--- BEGIN Records supplied ---

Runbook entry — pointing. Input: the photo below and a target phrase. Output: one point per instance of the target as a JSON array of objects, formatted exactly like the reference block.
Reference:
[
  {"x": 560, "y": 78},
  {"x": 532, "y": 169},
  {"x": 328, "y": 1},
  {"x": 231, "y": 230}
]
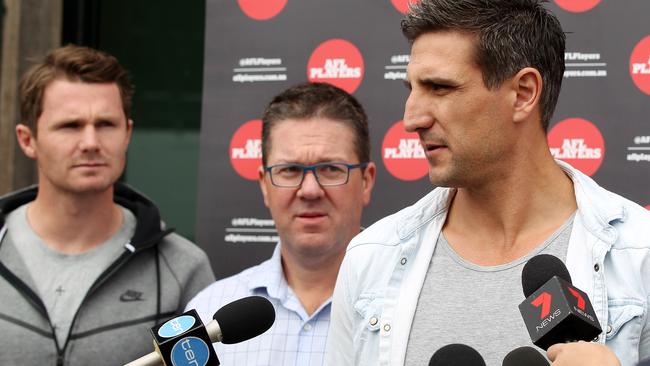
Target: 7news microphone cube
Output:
[
  {"x": 558, "y": 312},
  {"x": 184, "y": 341}
]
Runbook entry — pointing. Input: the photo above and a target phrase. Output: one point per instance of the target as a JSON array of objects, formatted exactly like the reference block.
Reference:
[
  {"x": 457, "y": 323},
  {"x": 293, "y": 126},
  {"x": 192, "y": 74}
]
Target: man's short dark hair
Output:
[
  {"x": 73, "y": 63},
  {"x": 309, "y": 100},
  {"x": 511, "y": 35}
]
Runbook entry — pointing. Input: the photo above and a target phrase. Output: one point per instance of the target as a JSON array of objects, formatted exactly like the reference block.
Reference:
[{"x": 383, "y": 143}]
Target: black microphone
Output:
[
  {"x": 184, "y": 340},
  {"x": 456, "y": 354},
  {"x": 554, "y": 311},
  {"x": 524, "y": 356}
]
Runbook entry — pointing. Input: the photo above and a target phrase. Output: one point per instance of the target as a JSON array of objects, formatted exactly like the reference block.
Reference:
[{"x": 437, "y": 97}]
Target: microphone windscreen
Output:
[
  {"x": 244, "y": 319},
  {"x": 541, "y": 268},
  {"x": 456, "y": 354},
  {"x": 525, "y": 356}
]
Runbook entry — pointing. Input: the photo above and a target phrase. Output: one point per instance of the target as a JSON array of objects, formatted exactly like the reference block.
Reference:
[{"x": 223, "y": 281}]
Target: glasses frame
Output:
[{"x": 312, "y": 168}]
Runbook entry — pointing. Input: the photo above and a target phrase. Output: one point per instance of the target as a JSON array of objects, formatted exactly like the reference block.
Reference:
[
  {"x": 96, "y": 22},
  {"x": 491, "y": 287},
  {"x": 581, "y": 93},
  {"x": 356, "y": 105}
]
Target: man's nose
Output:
[
  {"x": 89, "y": 140},
  {"x": 417, "y": 113},
  {"x": 310, "y": 188}
]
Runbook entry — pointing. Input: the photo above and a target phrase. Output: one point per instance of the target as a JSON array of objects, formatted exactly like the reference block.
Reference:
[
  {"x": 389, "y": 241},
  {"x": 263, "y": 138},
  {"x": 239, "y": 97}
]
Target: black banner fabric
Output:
[{"x": 256, "y": 48}]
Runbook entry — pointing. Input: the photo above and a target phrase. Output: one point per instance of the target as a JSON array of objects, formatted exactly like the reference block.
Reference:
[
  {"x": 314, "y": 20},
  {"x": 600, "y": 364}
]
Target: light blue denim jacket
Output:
[{"x": 385, "y": 266}]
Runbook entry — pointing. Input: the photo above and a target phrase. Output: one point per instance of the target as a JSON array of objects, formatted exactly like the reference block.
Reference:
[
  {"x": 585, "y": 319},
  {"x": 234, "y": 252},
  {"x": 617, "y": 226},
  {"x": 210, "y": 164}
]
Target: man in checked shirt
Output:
[{"x": 316, "y": 178}]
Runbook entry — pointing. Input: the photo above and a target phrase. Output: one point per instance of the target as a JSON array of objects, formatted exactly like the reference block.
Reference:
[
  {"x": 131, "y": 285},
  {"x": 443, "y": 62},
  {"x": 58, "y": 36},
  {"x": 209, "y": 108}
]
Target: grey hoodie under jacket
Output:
[{"x": 151, "y": 281}]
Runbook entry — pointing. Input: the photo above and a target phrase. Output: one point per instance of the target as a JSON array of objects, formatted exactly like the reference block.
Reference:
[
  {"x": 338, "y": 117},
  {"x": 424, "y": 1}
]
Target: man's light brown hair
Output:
[{"x": 73, "y": 63}]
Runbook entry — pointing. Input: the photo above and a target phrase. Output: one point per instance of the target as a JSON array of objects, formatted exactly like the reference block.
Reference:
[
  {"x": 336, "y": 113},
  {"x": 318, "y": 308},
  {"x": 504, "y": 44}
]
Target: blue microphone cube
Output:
[{"x": 184, "y": 341}]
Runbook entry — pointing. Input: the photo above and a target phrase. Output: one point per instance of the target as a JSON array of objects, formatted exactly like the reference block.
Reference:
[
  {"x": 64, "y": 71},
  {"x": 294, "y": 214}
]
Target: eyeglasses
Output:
[{"x": 327, "y": 174}]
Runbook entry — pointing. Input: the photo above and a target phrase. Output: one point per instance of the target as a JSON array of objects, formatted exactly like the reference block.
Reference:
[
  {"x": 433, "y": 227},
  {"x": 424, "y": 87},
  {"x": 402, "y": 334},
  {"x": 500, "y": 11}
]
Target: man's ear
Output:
[
  {"x": 369, "y": 175},
  {"x": 26, "y": 140},
  {"x": 527, "y": 84}
]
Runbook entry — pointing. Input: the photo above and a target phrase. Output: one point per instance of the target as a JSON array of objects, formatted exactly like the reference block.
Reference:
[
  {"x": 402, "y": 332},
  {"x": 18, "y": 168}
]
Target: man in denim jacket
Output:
[{"x": 484, "y": 79}]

--- END Records supplied ---

◆ Objective ◆
Locate each line in the rows above that contains the word "jacket", and copy those lines.

◆ Output for this task ◆
Target: light blue denim jacket
Target: grey hoodie under jacket
Target: man in denim jacket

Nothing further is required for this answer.